Written exercise.
The listing below should be copied in full, word for word.
------ Records provided
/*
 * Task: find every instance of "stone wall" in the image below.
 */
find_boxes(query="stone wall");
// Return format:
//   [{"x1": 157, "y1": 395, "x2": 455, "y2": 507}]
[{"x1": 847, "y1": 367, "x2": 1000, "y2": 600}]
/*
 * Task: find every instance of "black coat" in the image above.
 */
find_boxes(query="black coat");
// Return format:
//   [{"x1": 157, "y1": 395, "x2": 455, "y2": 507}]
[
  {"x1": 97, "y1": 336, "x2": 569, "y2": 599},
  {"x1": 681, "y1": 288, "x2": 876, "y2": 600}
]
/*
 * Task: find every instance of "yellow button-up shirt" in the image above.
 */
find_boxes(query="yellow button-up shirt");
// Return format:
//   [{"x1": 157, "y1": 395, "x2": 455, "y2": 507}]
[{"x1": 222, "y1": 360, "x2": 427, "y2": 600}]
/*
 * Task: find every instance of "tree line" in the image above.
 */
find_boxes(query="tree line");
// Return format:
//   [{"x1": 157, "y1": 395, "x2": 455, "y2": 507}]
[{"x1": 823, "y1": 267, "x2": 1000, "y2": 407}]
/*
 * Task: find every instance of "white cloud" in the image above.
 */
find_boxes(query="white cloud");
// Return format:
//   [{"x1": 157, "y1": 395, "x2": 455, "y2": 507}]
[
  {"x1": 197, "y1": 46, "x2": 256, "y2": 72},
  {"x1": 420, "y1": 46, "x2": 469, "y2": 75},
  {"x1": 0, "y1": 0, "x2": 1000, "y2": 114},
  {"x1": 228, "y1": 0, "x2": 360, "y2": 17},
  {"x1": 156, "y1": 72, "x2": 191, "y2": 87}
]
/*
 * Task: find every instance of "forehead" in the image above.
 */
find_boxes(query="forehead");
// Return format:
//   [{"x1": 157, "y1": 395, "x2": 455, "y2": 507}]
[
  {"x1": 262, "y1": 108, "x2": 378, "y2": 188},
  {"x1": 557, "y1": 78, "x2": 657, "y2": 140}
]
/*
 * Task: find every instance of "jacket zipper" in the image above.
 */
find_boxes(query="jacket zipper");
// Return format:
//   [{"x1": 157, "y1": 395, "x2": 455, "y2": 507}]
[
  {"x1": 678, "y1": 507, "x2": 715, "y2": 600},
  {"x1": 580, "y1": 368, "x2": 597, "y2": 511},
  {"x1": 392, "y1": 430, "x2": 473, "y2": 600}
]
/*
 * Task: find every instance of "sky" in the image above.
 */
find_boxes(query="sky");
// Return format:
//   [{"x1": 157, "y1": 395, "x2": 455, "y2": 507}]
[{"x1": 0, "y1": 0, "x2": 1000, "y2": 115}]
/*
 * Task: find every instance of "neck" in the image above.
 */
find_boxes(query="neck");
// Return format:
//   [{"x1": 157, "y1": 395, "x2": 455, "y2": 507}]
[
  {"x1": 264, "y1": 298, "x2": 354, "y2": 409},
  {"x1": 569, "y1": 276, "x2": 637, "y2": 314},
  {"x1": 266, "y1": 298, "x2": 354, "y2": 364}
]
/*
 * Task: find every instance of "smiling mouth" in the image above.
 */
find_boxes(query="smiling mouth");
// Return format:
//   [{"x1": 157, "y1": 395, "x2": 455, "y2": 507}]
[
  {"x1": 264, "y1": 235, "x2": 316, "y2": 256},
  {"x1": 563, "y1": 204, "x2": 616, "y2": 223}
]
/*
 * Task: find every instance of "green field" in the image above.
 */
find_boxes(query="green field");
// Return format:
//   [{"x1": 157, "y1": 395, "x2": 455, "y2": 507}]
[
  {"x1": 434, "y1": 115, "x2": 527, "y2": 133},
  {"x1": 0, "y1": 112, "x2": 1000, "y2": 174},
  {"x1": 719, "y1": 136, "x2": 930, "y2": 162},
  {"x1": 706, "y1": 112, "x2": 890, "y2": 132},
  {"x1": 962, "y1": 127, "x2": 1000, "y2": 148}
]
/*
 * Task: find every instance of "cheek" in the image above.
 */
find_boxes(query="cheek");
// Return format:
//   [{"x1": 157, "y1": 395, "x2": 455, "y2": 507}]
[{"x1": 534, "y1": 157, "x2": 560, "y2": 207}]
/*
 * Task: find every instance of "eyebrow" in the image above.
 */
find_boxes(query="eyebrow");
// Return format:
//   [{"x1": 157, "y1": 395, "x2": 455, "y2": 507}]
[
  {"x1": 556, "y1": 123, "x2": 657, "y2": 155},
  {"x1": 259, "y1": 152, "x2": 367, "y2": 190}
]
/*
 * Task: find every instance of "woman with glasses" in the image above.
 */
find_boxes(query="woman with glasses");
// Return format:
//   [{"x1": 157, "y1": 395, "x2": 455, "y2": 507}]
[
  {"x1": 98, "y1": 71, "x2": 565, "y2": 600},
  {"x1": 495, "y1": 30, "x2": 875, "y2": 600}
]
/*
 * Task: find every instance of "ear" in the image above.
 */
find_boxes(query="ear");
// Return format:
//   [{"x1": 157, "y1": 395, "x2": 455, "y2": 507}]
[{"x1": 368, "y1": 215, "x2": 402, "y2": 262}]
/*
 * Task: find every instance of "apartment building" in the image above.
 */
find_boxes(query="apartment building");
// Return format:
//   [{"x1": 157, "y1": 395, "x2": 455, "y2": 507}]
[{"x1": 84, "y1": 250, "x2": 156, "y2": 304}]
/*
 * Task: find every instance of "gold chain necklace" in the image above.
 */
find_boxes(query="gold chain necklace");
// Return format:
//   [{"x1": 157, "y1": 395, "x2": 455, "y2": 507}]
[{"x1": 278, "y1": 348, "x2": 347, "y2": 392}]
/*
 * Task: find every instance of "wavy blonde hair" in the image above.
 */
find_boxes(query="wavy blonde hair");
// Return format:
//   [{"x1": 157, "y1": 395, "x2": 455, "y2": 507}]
------------
Task solution.
/*
 * Task: find every instance of "stone wall" in the image below.
 */
find_boxes(query="stone wall");
// Return format:
//   [{"x1": 157, "y1": 395, "x2": 455, "y2": 507}]
[{"x1": 847, "y1": 367, "x2": 1000, "y2": 600}]
/*
 * Task: find every instance of "black coat" in the image above.
 */
find_boxes(query="black coat");
// Return format:
//   [{"x1": 157, "y1": 395, "x2": 455, "y2": 507}]
[
  {"x1": 97, "y1": 336, "x2": 569, "y2": 599},
  {"x1": 681, "y1": 288, "x2": 876, "y2": 600}
]
/*
 * Task: find every instance of "yellow button-up shirt" in the image above.
 */
find_boxes(query="yellow button-up shirt");
// Return format:
//   [{"x1": 157, "y1": 395, "x2": 455, "y2": 507}]
[{"x1": 222, "y1": 360, "x2": 427, "y2": 600}]
/*
 * Task: find every instance of "tree line" in the image above.
 */
find_boxes(query="tree line");
// Return format:
//   [{"x1": 157, "y1": 395, "x2": 455, "y2": 507}]
[{"x1": 823, "y1": 267, "x2": 1000, "y2": 407}]
/*
 * Task: find every instance of "white cloud" in the image above.
 */
find_boxes(query="white cloud");
// Return format:
//   [{"x1": 157, "y1": 395, "x2": 455, "y2": 507}]
[
  {"x1": 197, "y1": 46, "x2": 256, "y2": 72},
  {"x1": 420, "y1": 46, "x2": 469, "y2": 75},
  {"x1": 0, "y1": 0, "x2": 1000, "y2": 114},
  {"x1": 228, "y1": 0, "x2": 360, "y2": 17},
  {"x1": 156, "y1": 72, "x2": 191, "y2": 87}
]
/*
 * Task: find every instance of "forehead" in the image above.
 */
find_boxes(query="forehead");
// Return format:
//   [{"x1": 157, "y1": 395, "x2": 455, "y2": 507}]
[
  {"x1": 262, "y1": 108, "x2": 378, "y2": 188},
  {"x1": 557, "y1": 78, "x2": 657, "y2": 140}
]
/*
 * Task: find every instance of "jacket zipper" in the image above.
 */
find_boxes(query="jacket zipper");
// Return format:
//   [{"x1": 157, "y1": 395, "x2": 455, "y2": 507}]
[
  {"x1": 678, "y1": 507, "x2": 715, "y2": 600},
  {"x1": 580, "y1": 368, "x2": 597, "y2": 511},
  {"x1": 392, "y1": 430, "x2": 473, "y2": 600}
]
/*
 * Task: find every instance of "sky" in the image above.
 */
find_boxes(query="sky");
// Return format:
//   [{"x1": 157, "y1": 395, "x2": 455, "y2": 507}]
[{"x1": 0, "y1": 0, "x2": 1000, "y2": 115}]
/*
 * Task: find every instance of "neck" in the image above.
 */
find_boxes(query="neck");
// Return format:
//   [{"x1": 157, "y1": 395, "x2": 455, "y2": 507}]
[
  {"x1": 264, "y1": 298, "x2": 354, "y2": 409},
  {"x1": 569, "y1": 276, "x2": 637, "y2": 314},
  {"x1": 266, "y1": 298, "x2": 354, "y2": 364}
]
/*
 * Task: find every instance of "smiling mouth" in the image above.
 */
find_boxes(query="smiling mouth");
// Return format:
//   [{"x1": 157, "y1": 395, "x2": 455, "y2": 507}]
[
  {"x1": 264, "y1": 235, "x2": 316, "y2": 256},
  {"x1": 563, "y1": 204, "x2": 616, "y2": 223}
]
/*
 * Task: find every instance of "green field" in the image above.
 */
find_boxes(query="green field");
// Return format:
//   [{"x1": 157, "y1": 395, "x2": 455, "y2": 507}]
[
  {"x1": 434, "y1": 115, "x2": 527, "y2": 133},
  {"x1": 0, "y1": 112, "x2": 1000, "y2": 174},
  {"x1": 719, "y1": 136, "x2": 930, "y2": 162},
  {"x1": 706, "y1": 112, "x2": 890, "y2": 132},
  {"x1": 962, "y1": 127, "x2": 1000, "y2": 148}
]
/*
 * Task: find every instance of "cheek" in the image above.
 */
find_boxes(query="cheek");
// Return format:
//   [{"x1": 157, "y1": 395, "x2": 455, "y2": 507}]
[{"x1": 534, "y1": 157, "x2": 560, "y2": 207}]
/*
 * Task: find every instance of "eyebrow" in the image above.
 */
find_boxes(query="eyebrow");
// Return format:
//   [{"x1": 157, "y1": 395, "x2": 455, "y2": 507}]
[
  {"x1": 556, "y1": 123, "x2": 657, "y2": 155},
  {"x1": 259, "y1": 152, "x2": 367, "y2": 190}
]
/*
 * Task: find every instance of "woman with glasses" in the image above.
 */
find_boxes(query="woman with glasses");
// Return format:
//   [{"x1": 157, "y1": 395, "x2": 455, "y2": 507}]
[
  {"x1": 98, "y1": 71, "x2": 565, "y2": 600},
  {"x1": 495, "y1": 30, "x2": 875, "y2": 600}
]
/*
 * Task: find every instance of "ear" in the image above.
 */
find_boxes(query="ear");
// Return format:
//   [{"x1": 157, "y1": 395, "x2": 455, "y2": 507}]
[{"x1": 368, "y1": 215, "x2": 402, "y2": 262}]
/*
 * Task: find every instance of "apartment building" in the image above.
 */
find_boxes(query="apartment building");
// Return format:
//   [{"x1": 157, "y1": 395, "x2": 455, "y2": 507}]
[{"x1": 84, "y1": 250, "x2": 156, "y2": 304}]
/*
 * Task: find every instance of "gold chain necklace" in the image above.
 */
find_boxes(query="gold chain necklace");
// Return format:
//   [{"x1": 157, "y1": 395, "x2": 455, "y2": 507}]
[{"x1": 278, "y1": 348, "x2": 347, "y2": 392}]
/*
 * Task: find every instance of "wavy blonde hair" in the image above.
 */
find_boxes(query="wavy blonde hair");
// Return format:
//   [{"x1": 157, "y1": 395, "x2": 455, "y2": 507}]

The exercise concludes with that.